## Given request 1
Do these statements agree with the text on Strauss's ballets below? (a) The week's programs begin on Tuesday at 1 PM. (b) Schlagobers is a ballet in three acts. (c) Strauss is well known for his ballets. For each, answer yes or no and quote the deciding words of the text.

## Reading text
↓↓↓
It's a short week with Boxing Day on Monday so we begin on Tuesday @ 1PM with a look at each of the four ballets written by the late romantic German composer. Tune in!

Known for his operas, which include Der Rosenkavalier, Elektra, Die Frau ohne Schatten and Salome; his Lieder, especially his Four Last Songs; his tone poems, including Don Juan, Death and Transfiguration, Till Eulenspiegel's Merry Pranks, Also sprach Zarathustra, Ein Heldenleben, Symphonia Domestica, and An Alpine Symphony; and other instrumental works such as Metamorphosen and his Oboe Concerto--- Strauss is not really known for his ballets. 

We begin on Tuesday with Schlagobers Ballet, Op. 70. A ballet in two acts with a libretto and score by Richard Strauss, it was composed in 1921–22. It  it was given its première at the Vienna State Opera on May 9, 1924.
↑↑↑
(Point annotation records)
↓↓↓
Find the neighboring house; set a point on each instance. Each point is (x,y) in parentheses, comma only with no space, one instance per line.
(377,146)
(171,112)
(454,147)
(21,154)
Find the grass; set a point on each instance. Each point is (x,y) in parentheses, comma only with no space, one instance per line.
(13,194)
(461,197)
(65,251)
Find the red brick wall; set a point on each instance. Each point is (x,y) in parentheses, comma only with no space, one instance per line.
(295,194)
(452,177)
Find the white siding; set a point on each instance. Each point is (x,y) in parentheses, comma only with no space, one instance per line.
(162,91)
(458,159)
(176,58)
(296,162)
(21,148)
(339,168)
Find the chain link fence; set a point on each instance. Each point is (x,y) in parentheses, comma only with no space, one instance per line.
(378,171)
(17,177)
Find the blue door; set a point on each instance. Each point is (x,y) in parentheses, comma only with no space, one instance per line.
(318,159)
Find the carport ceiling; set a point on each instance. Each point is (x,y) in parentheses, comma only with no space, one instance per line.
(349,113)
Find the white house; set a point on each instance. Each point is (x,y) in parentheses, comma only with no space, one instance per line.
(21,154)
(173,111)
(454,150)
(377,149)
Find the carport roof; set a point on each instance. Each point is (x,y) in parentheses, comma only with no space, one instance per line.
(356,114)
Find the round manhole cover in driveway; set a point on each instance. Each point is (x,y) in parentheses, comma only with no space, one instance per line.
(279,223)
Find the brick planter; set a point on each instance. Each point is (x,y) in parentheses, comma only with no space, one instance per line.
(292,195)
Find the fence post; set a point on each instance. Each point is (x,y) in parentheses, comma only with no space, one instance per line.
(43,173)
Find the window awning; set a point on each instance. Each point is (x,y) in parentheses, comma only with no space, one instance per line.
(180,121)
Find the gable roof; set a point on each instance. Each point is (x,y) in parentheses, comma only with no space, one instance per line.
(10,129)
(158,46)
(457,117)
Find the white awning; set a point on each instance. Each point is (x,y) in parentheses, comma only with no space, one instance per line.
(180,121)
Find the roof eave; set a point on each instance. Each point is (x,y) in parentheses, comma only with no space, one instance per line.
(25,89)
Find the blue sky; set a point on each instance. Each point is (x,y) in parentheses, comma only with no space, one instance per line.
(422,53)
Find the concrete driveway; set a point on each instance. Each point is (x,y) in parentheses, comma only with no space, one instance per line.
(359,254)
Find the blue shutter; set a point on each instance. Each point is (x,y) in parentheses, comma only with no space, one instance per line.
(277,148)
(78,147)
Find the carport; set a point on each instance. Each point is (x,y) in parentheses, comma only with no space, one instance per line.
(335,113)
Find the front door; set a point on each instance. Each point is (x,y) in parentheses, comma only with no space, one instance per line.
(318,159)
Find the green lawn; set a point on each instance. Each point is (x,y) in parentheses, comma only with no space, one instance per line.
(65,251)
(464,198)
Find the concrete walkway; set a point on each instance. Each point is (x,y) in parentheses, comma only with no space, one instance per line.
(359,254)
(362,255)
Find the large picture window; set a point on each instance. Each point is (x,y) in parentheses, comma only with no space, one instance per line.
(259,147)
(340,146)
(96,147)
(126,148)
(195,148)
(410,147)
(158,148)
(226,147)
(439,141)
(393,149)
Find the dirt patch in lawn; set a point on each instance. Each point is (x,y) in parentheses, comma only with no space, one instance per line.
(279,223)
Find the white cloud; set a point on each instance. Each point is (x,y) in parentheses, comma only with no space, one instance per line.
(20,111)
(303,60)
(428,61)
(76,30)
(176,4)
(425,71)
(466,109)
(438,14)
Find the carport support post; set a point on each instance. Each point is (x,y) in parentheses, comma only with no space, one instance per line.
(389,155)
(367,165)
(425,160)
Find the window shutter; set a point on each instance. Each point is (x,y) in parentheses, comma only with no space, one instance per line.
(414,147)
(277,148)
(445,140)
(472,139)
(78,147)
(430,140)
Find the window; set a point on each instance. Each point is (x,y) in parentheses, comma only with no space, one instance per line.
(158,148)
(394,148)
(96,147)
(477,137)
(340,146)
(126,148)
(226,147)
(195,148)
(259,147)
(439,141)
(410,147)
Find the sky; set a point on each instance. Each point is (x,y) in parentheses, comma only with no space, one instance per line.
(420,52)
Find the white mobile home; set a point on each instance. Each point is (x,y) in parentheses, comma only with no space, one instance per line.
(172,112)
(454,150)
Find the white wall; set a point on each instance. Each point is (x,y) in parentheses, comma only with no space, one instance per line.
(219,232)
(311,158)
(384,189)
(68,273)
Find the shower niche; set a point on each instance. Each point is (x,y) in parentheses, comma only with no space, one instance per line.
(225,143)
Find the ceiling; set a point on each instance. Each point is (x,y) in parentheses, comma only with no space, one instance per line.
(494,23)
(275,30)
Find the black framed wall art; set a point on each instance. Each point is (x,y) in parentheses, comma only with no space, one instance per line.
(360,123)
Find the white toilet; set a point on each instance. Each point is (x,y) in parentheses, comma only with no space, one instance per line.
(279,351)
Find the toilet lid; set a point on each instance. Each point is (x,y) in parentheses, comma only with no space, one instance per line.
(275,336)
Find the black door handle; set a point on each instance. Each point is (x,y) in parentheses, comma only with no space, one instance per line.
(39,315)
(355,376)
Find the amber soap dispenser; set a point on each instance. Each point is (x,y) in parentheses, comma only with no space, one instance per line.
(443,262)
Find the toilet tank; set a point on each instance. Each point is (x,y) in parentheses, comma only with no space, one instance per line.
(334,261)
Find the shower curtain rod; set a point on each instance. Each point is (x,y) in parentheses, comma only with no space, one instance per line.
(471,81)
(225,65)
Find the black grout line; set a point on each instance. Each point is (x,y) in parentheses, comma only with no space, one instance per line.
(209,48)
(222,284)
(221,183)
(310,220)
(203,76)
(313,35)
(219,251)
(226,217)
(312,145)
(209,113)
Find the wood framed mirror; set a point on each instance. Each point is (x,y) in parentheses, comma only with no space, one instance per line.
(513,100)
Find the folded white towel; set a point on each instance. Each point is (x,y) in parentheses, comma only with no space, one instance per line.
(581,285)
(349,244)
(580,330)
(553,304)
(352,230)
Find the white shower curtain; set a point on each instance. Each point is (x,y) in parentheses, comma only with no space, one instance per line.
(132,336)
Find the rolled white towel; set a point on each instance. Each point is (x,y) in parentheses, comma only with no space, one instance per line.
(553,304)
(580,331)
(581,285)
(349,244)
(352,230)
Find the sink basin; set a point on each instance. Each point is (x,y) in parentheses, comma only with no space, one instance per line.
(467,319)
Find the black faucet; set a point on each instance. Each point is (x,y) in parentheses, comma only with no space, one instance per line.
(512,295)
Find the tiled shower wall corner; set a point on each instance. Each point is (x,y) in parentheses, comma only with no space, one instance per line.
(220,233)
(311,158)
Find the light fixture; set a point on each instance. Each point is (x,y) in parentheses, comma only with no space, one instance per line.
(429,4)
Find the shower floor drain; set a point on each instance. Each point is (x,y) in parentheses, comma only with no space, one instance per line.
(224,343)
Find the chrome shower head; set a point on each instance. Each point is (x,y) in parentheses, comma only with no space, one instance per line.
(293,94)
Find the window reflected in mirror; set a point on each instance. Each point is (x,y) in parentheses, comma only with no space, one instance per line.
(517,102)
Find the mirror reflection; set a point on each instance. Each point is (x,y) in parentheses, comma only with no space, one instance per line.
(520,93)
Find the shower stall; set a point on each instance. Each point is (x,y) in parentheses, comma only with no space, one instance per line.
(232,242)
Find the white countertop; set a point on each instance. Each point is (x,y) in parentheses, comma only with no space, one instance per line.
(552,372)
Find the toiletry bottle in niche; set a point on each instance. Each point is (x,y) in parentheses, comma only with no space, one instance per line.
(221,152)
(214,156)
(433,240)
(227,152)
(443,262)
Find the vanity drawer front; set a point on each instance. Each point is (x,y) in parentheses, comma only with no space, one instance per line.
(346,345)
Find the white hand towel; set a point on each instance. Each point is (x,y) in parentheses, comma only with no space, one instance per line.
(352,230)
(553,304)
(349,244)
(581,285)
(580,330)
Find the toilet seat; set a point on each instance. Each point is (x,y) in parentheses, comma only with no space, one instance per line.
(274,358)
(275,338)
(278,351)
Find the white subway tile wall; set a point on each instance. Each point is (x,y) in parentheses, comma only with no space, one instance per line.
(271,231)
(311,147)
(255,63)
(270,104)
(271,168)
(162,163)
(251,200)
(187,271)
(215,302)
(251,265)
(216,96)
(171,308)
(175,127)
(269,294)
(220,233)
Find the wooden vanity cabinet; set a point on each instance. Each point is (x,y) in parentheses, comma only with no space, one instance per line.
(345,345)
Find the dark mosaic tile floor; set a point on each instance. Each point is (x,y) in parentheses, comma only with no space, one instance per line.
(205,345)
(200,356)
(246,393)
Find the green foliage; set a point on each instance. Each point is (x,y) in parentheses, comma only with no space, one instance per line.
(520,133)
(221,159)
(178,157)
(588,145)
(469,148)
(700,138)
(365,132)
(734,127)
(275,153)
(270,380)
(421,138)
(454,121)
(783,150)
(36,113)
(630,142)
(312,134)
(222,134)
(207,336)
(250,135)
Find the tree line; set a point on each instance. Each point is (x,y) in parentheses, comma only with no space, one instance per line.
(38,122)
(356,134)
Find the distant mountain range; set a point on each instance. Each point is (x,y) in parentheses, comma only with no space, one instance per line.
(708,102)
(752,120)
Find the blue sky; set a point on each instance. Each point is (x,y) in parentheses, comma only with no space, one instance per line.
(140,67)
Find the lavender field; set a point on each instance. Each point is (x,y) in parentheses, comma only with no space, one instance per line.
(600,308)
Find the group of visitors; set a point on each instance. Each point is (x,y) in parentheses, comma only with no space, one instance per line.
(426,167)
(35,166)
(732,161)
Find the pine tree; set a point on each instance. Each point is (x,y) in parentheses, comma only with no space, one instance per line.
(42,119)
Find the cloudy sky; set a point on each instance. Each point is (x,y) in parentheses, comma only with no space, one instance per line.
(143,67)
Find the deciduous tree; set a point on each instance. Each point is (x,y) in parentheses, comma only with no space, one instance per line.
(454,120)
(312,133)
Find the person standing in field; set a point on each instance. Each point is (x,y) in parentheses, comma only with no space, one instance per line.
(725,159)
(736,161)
↑↑↑
## Given request 2
How many lines of the rows above contain the string "roof" when you tally them with case counting? Give only the number.

## Worked solution 1
(a) Yes: "we begin on Tuesday @ 1PM"
(b) No: "A ballet in two acts"
(c) No: "Strauss is not really known for his ballets."

## Worked solution 2
3